# Parting tool from a jointer blade



## barry richardson (Feb 4, 2016)

I mentioned in another thread that jointer blades made great parting tools, so while I was snapping pics this evening I took a picture of one I just made. Bubinga handle. My other one is getting kinda short. The steel on these is harder than regular turning tools, which means it might snap rather than bend, but I have never had a problem, and I have abused it pretty hard, it takes and holds a very sharp edge. The handle is 2 pieces, I dado a shallow groove in each side to accept the tang portion (about 2") for a nice tight fit, then clamp together with epoxy, or in this case, JB weld. Then I round the handle over on the router, take it to the belt sander to smooth out any other corners,then done. My first one stayed completely solid... Oh yea, you have to grind off the edge of the blade too....

Reactions: Like 3 | Way Cool 3


----------



## ripjack13 (Feb 4, 2016)

Cool tool. Dema had a video on making one. Very informative. And @Bean_counter is looking to make one too....

Reactions: Like 1


----------



## Jim Beam (Feb 4, 2016)

How thick is it? I would like to have a 1/16" parting tool.


----------



## ripjack13 (Feb 4, 2016)

Jim Beam said:


> How thick is it? I would like to have a 1/16" parting tool.



Use a sawzall blade. Those are good n solid. And they come cheap! Try the metal cutting blades....


----------



## ripjack13 (Feb 4, 2016)

ripjack13 said:


> Cool tool. Dema had a video on making one. Very informative. And @Bean_counter is looking to make one too....

### Information supplied
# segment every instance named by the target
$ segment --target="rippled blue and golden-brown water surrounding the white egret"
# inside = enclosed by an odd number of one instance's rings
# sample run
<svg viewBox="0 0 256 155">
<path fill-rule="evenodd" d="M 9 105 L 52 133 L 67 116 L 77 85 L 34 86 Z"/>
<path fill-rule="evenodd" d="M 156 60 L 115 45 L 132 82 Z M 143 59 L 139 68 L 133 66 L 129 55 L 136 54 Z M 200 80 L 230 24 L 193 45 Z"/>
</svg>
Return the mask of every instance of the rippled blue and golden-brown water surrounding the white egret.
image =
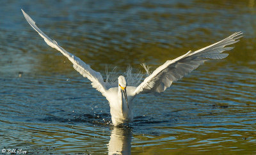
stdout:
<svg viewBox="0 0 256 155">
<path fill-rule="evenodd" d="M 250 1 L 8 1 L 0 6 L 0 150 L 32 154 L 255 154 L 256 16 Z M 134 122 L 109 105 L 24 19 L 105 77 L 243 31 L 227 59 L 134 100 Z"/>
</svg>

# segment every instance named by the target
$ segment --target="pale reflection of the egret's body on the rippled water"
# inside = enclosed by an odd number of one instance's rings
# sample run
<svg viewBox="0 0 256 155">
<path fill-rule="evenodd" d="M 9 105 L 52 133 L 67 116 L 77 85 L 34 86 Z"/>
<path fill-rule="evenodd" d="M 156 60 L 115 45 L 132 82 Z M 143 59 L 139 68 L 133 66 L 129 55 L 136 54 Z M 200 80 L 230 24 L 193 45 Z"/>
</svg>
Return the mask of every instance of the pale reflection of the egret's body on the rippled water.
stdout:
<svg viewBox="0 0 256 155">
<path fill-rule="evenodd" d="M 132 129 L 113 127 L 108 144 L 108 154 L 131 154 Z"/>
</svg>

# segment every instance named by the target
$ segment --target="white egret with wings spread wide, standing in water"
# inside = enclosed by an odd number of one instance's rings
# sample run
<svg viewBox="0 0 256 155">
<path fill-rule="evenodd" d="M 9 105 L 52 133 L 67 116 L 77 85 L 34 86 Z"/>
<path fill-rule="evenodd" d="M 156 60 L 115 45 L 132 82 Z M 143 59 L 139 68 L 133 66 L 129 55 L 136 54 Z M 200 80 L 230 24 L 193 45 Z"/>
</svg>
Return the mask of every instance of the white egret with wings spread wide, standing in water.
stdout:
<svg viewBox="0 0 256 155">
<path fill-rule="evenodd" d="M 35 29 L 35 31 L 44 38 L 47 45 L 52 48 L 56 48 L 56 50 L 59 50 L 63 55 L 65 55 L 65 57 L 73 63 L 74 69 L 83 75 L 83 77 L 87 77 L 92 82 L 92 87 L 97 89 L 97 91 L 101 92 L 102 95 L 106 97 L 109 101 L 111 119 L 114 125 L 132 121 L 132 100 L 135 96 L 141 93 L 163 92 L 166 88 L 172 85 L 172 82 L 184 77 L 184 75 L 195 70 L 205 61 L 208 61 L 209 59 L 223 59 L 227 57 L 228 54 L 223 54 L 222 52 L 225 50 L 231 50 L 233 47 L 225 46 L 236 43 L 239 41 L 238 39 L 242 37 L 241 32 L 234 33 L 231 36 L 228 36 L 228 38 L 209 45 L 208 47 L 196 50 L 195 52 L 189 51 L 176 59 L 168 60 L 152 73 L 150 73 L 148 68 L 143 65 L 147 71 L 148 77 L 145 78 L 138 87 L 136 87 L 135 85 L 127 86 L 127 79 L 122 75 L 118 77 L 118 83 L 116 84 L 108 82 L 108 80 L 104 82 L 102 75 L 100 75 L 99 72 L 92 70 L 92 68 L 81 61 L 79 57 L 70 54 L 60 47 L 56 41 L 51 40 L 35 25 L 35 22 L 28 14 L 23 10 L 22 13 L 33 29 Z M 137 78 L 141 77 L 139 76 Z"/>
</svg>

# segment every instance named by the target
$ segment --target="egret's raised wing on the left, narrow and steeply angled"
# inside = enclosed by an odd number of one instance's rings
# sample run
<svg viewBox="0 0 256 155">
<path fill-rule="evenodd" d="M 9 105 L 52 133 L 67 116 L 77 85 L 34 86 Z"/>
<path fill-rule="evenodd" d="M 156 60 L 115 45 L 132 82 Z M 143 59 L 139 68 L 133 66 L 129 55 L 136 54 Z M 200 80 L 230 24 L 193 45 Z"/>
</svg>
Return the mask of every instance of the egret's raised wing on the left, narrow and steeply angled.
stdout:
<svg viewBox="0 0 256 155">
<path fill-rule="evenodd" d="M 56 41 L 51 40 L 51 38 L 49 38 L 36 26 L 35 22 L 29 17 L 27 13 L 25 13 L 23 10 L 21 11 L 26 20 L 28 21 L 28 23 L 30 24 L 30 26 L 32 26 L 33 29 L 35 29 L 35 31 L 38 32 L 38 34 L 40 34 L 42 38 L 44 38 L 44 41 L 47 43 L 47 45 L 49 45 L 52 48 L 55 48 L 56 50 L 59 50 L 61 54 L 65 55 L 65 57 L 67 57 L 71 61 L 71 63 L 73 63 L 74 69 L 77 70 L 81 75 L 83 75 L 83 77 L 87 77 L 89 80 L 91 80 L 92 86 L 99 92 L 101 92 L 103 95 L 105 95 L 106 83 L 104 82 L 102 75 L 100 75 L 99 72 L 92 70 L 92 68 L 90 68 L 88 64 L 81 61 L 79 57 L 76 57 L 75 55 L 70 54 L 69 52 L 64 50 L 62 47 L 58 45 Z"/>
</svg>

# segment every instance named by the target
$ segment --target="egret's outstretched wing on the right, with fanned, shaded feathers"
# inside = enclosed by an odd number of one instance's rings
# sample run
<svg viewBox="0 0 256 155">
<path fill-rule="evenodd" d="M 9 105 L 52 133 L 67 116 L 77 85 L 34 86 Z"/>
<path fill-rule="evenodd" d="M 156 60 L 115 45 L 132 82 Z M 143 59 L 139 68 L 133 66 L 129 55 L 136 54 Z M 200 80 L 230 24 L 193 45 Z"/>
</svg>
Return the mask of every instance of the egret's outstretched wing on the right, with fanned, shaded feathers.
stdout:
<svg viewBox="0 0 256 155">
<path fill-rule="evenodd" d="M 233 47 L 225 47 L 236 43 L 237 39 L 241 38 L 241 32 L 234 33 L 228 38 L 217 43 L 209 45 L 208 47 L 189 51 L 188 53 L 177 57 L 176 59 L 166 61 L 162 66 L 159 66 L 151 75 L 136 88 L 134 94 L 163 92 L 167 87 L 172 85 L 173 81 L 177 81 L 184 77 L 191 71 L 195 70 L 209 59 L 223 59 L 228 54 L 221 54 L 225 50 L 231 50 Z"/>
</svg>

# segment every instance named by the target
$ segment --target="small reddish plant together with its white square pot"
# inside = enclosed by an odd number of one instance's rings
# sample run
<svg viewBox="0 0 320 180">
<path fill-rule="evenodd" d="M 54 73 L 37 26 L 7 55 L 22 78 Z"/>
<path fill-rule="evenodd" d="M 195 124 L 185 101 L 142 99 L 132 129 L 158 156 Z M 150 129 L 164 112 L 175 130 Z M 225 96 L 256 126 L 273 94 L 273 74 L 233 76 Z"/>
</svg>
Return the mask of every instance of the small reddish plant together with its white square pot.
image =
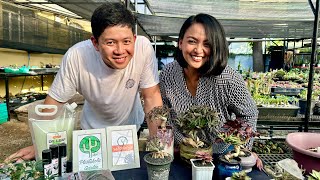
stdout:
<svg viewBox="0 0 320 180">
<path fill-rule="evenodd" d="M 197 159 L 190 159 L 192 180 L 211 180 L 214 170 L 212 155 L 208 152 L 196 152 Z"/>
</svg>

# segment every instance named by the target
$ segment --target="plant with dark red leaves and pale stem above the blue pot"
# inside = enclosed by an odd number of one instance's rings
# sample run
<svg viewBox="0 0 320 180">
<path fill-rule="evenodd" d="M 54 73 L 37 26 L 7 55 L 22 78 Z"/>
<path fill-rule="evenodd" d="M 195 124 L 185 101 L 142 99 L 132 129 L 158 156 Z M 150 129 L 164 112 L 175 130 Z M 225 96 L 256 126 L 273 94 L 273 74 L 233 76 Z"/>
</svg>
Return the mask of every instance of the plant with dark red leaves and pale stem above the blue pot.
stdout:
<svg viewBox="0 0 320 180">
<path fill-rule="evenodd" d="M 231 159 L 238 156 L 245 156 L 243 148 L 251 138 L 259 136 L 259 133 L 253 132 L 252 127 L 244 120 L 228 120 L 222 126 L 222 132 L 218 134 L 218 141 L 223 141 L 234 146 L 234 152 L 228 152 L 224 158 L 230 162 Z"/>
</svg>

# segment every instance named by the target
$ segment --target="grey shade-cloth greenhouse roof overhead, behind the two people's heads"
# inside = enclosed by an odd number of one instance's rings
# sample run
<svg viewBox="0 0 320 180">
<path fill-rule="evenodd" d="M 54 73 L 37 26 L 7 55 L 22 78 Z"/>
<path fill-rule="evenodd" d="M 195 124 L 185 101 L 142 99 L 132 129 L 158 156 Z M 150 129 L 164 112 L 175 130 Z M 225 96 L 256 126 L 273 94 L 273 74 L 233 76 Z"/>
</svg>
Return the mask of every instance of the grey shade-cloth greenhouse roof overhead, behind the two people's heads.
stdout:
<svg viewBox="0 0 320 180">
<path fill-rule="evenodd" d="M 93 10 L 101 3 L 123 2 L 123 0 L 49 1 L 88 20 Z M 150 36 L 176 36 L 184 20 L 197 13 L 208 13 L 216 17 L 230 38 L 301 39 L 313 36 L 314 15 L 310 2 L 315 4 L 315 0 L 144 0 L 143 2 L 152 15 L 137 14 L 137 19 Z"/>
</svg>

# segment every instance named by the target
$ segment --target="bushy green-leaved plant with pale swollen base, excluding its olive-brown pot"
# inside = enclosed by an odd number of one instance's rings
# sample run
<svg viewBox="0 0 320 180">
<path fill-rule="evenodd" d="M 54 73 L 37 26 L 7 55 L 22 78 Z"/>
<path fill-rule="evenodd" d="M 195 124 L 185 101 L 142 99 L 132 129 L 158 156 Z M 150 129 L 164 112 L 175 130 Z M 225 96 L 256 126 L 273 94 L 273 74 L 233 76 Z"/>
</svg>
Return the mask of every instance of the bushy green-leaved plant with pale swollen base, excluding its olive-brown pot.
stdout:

### What to do
(a) Using the parting tool thread, answer these:
(i) What wood is the new handle made from?
(ii) About how long is the tang portion that fits into the grooves?
(iii) What thickness of parting tool does Jim Beam want?
(b) List every user name that appears as the author of a post in the parting tool thread.
(c) Carry on the parting tool thread from its last line.

### Activity answers
(a)
(i) Bubinga
(ii) About 2"
(iii) 1/16"

(b)
barry richardson
ripjack13
Jim Beam

(c)
Man...I'm such a dolt. I coulda swore it said marking tool from jointer blade. Derp...


----------



## gman2431 (Feb 7, 2016)

Very nice. I got a couple I made from old planet blades that work great also. 

I still need to get the old ones out and sent to @Bean_counter. Haven't forgot man!

Reactions: Thank You! 1


----------



## robert flynt (Feb 7, 2016)

Barry, I have a friend who makes and sell some of the finest turning tools, with exotic wood handles, you can get. His Fred Messer.


----------



## Tim Carter (Feb 8, 2016)

Looks good! I'd suggest you add a ferrule to strengthen it, especially with a 2-part handle.


----------



## barry richardson (Feb 8, 2016)

Tim Carter said:


> Looks good! I'd suggest you add a ferrule to strengthen it, especially with a 2-part handle.


Thanks Tim, a ferrule is not necessary with this design, I've had parting tools with ferrules fail and come out of their sockets, get loose and sloppy, etc, I have an old one with this design that I have put through the wringer and it is still rock solid, the metal would break before the handle would.....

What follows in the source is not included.